Excerpt provided:
▬▬▬▬▬▬▬▬▬▬

The important features of monsoon are as follows

  Ø The Indian monsoon is known for its uncertainties.

  Ø The duration of the monsoon is between 100-120 days from early June to mid-September. In this time the normal rainfall increases suddenly, this is known as the ‘burst’ of the monsoon.

  Ø There is an alteration of dry and wet spells which vary in intensity, frequency and duration. It called as break in monsoon.

  Ø Its irregular arrival and retreat (sometimes due to the effect of EL Nino), causing disruption of farming schedules and causing droughts in certain areas of the country.

v THE SEASONS

  Ø As we know that the weather conditions fluctuate very often within a day. Based on the generalised atmospheric conditions, the year is divided into seasons such as winter, summer and advancing monsoon and retreating monsoon.

    1.    THE COLD WEATHER SEASON (WINTER)

§  The cold weather season begins from mid-November and stays till February in Northern parts of India with December and January as the coldest months.

§  The temperature decreases from South to North.

§  Clear sky, low temperature and humidity, and feeble, variable winds are the characteristics of the weather. Frost and snow fall also fall in the high mountainous regions of Himalayas.

§  Most of the country remains dry as wind blow from land towards sea. The only rain occurs in Tamil Nadu and Southern Andhra Pradesh due to these winds picking up moisture from the Bay of Bengal.

▬▬▬▬▬▬▬▬▬▬

Stored data entries:

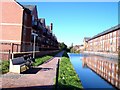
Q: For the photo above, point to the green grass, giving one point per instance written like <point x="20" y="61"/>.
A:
<point x="41" y="60"/>
<point x="67" y="75"/>
<point x="4" y="66"/>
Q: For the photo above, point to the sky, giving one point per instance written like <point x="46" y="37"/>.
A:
<point x="72" y="21"/>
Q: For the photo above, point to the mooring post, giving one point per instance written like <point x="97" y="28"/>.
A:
<point x="57" y="75"/>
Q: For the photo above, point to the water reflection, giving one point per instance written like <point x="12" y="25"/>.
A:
<point x="108" y="69"/>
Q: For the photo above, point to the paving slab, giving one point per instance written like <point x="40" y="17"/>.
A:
<point x="41" y="77"/>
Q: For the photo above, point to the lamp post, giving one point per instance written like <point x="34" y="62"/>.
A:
<point x="35" y="35"/>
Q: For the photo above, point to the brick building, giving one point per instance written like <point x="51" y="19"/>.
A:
<point x="18" y="24"/>
<point x="106" y="41"/>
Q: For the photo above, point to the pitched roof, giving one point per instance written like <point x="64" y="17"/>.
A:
<point x="106" y="31"/>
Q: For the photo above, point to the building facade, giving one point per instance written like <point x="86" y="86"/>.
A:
<point x="107" y="41"/>
<point x="18" y="24"/>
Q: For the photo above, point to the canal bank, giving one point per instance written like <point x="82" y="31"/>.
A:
<point x="103" y="54"/>
<point x="89" y="78"/>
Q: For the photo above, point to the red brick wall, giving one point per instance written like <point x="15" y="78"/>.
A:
<point x="12" y="15"/>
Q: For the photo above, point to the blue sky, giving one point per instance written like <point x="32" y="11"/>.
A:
<point x="75" y="20"/>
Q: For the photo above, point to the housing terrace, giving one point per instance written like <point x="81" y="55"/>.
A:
<point x="105" y="32"/>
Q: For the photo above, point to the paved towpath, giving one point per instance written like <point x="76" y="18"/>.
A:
<point x="41" y="78"/>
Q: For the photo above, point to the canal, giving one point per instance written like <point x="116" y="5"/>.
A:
<point x="90" y="77"/>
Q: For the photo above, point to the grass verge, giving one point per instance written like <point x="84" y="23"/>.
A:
<point x="41" y="60"/>
<point x="4" y="65"/>
<point x="68" y="79"/>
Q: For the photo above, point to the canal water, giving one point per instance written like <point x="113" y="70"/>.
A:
<point x="89" y="78"/>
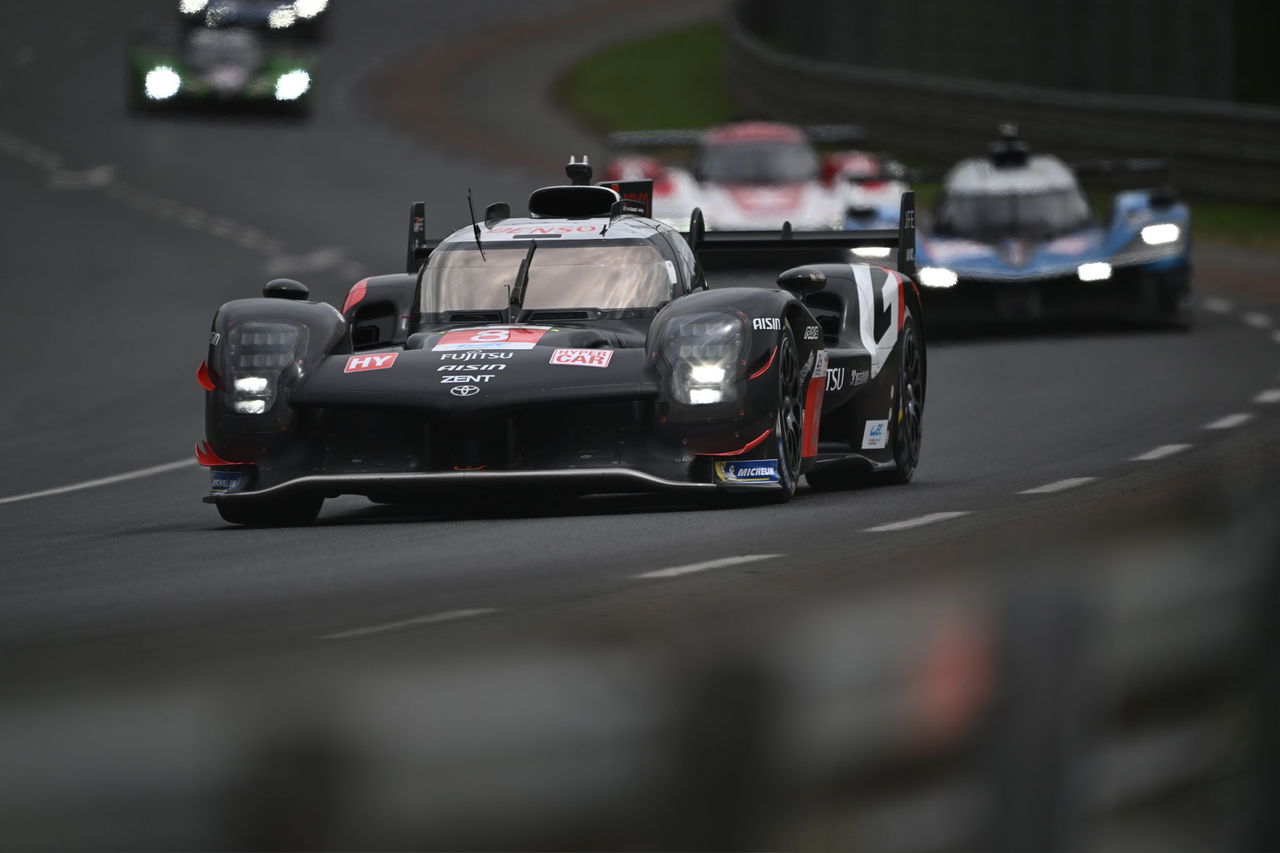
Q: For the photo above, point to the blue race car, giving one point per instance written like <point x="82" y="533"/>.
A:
<point x="1013" y="237"/>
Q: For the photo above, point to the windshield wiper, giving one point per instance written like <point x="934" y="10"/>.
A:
<point x="517" y="290"/>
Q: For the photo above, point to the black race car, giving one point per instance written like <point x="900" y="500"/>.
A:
<point x="579" y="349"/>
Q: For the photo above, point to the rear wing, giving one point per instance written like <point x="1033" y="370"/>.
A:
<point x="688" y="138"/>
<point x="780" y="250"/>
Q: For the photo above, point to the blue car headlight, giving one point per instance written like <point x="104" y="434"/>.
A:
<point x="704" y="352"/>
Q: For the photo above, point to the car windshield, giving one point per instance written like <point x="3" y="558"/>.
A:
<point x="609" y="277"/>
<point x="213" y="48"/>
<point x="992" y="217"/>
<point x="758" y="163"/>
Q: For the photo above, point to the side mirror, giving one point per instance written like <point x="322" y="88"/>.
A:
<point x="496" y="213"/>
<point x="803" y="281"/>
<point x="286" y="288"/>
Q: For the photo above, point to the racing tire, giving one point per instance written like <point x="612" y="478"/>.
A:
<point x="272" y="512"/>
<point x="789" y="428"/>
<point x="908" y="407"/>
<point x="787" y="433"/>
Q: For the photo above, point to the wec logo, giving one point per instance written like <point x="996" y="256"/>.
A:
<point x="583" y="357"/>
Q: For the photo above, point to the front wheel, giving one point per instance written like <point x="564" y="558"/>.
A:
<point x="272" y="512"/>
<point x="789" y="428"/>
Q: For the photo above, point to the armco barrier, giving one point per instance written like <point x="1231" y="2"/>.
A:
<point x="1216" y="147"/>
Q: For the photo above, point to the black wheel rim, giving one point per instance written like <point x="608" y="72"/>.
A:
<point x="790" y="409"/>
<point x="912" y="396"/>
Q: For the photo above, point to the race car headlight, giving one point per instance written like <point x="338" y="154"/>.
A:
<point x="1095" y="272"/>
<point x="255" y="359"/>
<point x="1161" y="235"/>
<point x="704" y="351"/>
<point x="161" y="83"/>
<point x="292" y="85"/>
<point x="937" y="277"/>
<point x="282" y="18"/>
<point x="310" y="8"/>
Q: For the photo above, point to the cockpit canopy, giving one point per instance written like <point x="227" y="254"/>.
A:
<point x="600" y="274"/>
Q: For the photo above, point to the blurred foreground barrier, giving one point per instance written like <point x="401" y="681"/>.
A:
<point x="1120" y="697"/>
<point x="1216" y="147"/>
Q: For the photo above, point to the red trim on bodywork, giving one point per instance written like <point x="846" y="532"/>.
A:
<point x="813" y="415"/>
<point x="204" y="377"/>
<point x="355" y="295"/>
<point x="206" y="456"/>
<point x="767" y="365"/>
<point x="752" y="445"/>
<point x="901" y="300"/>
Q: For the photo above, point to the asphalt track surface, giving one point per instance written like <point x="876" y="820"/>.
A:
<point x="122" y="236"/>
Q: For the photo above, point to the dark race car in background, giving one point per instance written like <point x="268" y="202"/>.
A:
<point x="579" y="350"/>
<point x="1014" y="238"/>
<point x="218" y="69"/>
<point x="301" y="17"/>
<point x="762" y="174"/>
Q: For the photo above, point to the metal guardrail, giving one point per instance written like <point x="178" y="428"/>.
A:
<point x="1216" y="147"/>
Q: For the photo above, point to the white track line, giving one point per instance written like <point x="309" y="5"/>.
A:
<point x="105" y="480"/>
<point x="933" y="518"/>
<point x="434" y="619"/>
<point x="1164" y="451"/>
<point x="1230" y="422"/>
<point x="1059" y="486"/>
<point x="707" y="566"/>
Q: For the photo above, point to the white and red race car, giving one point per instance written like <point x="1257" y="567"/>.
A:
<point x="760" y="174"/>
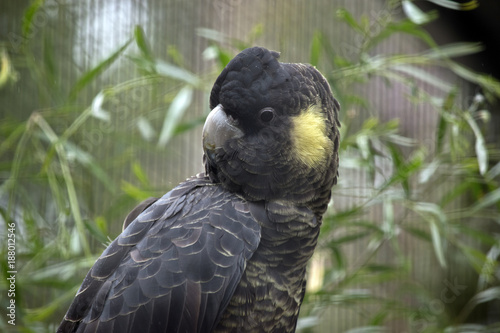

▬▬▬▬▬▬▬▬▬▬

Exercise details:
Transcribe the section of the monsoon and seasons text that opens with the words containing "Ø There is an" and closes with "South to North.".

Solved exercise:
Ø There is an alteration of dry and wet spells which vary in intensity, frequency and duration. It called as break in monsoon.

  Ø Its irregular arrival and retreat (sometimes due to the effect of EL Nino), causing disruption of farming schedules and causing droughts in certain areas of the country.

v THE SEASONS

  Ø As we know that the weather conditions fluctuate very often within a day. Based on the generalised atmospheric conditions, the year is divided into seasons such as winter, summer and advancing monsoon and retreating monsoon.

    1.    THE COLD WEATHER SEASON (WINTER)

§  The cold weather season begins from mid-November and stays till February in Northern parts of India with December and January as the coldest months.

§  The temperature decreases from South to North.